Word for word, restate the lines that run from the line containing "Please put a dot on every instance of the pergola" to the last line of the records below.

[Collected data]
***
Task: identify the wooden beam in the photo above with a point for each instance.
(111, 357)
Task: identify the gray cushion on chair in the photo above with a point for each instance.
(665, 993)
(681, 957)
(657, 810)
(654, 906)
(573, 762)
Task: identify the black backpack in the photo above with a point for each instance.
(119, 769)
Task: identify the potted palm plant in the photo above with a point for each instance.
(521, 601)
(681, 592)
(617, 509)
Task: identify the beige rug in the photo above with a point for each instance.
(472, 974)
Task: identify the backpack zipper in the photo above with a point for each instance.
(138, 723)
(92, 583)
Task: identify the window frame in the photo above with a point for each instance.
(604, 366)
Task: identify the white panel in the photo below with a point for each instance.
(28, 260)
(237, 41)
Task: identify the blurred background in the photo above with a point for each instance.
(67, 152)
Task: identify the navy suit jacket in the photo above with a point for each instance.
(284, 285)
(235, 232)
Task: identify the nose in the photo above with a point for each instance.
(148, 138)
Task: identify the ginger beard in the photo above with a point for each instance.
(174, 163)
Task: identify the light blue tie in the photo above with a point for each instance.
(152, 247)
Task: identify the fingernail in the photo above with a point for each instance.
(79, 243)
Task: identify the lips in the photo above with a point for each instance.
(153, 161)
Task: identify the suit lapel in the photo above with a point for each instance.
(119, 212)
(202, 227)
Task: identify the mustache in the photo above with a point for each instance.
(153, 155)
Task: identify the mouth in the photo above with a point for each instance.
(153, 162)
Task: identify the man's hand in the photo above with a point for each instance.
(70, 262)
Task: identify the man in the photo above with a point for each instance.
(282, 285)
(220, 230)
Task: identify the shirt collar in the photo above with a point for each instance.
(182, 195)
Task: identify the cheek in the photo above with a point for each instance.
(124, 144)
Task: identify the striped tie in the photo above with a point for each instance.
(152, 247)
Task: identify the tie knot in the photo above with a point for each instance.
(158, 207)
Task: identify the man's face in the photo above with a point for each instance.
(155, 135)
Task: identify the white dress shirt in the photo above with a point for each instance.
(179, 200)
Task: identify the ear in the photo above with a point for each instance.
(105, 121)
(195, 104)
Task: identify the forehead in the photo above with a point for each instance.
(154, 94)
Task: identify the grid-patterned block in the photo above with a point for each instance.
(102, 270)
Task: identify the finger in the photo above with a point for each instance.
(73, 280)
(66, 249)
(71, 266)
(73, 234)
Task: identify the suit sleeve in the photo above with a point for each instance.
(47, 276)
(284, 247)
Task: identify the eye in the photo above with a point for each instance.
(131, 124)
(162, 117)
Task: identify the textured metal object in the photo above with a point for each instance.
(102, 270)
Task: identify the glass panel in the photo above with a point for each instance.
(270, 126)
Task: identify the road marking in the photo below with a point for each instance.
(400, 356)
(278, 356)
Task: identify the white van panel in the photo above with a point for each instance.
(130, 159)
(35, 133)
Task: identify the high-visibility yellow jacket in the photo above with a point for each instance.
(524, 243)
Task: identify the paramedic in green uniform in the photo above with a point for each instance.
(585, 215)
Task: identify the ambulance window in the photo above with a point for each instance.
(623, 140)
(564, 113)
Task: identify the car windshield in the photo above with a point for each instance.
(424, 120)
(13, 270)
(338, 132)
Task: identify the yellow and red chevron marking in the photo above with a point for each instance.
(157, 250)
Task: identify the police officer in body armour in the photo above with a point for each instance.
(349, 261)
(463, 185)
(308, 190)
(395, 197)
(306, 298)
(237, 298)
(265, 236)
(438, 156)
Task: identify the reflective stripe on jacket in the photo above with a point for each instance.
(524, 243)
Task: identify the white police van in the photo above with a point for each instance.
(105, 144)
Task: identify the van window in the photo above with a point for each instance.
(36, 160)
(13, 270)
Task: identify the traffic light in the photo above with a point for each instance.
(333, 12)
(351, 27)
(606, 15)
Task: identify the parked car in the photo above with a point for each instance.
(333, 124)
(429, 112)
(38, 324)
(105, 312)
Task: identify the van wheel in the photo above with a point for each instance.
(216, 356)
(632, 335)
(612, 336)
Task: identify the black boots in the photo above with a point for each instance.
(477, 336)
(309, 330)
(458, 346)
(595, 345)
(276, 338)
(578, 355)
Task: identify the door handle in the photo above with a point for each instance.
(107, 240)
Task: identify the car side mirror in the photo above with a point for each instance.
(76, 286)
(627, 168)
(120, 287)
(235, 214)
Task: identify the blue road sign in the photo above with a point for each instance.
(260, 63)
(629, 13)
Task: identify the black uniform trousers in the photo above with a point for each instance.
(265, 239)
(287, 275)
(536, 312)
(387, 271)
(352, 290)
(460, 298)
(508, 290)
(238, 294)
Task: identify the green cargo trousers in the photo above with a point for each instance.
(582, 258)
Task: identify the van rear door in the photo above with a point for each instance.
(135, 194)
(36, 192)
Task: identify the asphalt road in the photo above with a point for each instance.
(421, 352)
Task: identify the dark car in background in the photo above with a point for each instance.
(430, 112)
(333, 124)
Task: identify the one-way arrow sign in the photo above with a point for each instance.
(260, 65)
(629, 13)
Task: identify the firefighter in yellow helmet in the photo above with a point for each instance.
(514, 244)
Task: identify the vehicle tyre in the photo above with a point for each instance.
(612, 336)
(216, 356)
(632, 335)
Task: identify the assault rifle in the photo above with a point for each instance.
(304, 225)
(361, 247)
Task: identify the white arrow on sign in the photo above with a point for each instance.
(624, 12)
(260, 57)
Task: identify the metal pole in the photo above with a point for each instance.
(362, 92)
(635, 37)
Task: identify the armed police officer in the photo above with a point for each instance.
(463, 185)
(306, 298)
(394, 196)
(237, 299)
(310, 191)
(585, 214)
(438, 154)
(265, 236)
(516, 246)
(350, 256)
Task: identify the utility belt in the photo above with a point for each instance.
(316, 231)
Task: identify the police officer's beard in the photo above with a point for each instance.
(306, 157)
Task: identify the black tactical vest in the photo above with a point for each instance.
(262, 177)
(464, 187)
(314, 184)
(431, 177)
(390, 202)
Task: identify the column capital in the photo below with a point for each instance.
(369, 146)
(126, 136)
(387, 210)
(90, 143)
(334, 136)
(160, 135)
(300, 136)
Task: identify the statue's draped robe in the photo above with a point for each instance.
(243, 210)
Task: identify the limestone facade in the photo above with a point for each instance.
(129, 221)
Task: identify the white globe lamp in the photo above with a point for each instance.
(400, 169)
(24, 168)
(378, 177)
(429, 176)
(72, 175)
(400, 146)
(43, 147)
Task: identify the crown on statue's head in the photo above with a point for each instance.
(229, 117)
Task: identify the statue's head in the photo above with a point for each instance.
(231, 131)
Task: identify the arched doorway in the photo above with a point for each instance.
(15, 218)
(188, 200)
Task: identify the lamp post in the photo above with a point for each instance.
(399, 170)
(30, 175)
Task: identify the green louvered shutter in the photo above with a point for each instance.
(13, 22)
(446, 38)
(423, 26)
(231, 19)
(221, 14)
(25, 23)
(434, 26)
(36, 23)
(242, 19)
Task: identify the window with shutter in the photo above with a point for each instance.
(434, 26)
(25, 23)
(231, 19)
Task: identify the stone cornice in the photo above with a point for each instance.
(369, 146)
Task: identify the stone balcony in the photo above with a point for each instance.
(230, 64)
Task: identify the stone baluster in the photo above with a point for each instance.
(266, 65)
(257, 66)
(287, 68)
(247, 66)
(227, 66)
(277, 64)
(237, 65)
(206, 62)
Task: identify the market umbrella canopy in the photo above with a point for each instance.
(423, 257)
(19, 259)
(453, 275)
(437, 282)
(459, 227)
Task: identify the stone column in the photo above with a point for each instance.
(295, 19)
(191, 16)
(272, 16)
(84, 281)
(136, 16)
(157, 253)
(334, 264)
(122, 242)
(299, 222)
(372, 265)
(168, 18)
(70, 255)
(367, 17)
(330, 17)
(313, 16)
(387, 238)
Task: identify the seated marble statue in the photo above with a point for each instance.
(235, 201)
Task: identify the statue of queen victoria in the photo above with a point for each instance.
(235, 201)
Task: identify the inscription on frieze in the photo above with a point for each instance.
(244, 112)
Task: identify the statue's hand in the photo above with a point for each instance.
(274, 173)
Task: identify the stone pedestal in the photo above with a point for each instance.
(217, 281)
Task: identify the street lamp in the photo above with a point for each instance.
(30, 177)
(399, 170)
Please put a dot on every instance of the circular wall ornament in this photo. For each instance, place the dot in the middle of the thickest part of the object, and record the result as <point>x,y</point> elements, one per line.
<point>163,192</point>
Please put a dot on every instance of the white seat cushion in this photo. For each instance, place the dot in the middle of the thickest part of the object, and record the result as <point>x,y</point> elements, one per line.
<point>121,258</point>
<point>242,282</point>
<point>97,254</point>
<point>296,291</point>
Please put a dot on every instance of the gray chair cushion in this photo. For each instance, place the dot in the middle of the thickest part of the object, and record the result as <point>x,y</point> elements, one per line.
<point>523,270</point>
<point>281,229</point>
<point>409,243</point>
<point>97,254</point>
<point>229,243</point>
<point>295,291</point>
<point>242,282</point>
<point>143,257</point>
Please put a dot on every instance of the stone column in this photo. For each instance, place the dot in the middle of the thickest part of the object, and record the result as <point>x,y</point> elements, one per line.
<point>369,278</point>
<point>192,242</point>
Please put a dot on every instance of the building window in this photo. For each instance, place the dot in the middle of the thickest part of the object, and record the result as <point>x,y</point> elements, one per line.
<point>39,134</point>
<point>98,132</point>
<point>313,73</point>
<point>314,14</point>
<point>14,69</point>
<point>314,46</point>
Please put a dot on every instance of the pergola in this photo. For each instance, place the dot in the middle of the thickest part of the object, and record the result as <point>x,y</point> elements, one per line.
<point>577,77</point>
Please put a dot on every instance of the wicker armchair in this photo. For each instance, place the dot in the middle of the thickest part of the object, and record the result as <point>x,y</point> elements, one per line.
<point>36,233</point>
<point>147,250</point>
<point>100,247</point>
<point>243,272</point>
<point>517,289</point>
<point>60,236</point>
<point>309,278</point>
***
Reply |
Please put a dot on every instance of the pergola in this photo. For each instance, place the dot in the middle of the thickest part of the object, and record the result as <point>x,y</point> elements, one per line.
<point>577,77</point>
Please put a dot on every instance of the wicker armchair in this photo. For each instance, place the dot in the middle of the thickest part of the object, and record the result as <point>x,y</point> elements, one per line.
<point>36,233</point>
<point>147,250</point>
<point>100,247</point>
<point>243,272</point>
<point>517,289</point>
<point>60,236</point>
<point>309,278</point>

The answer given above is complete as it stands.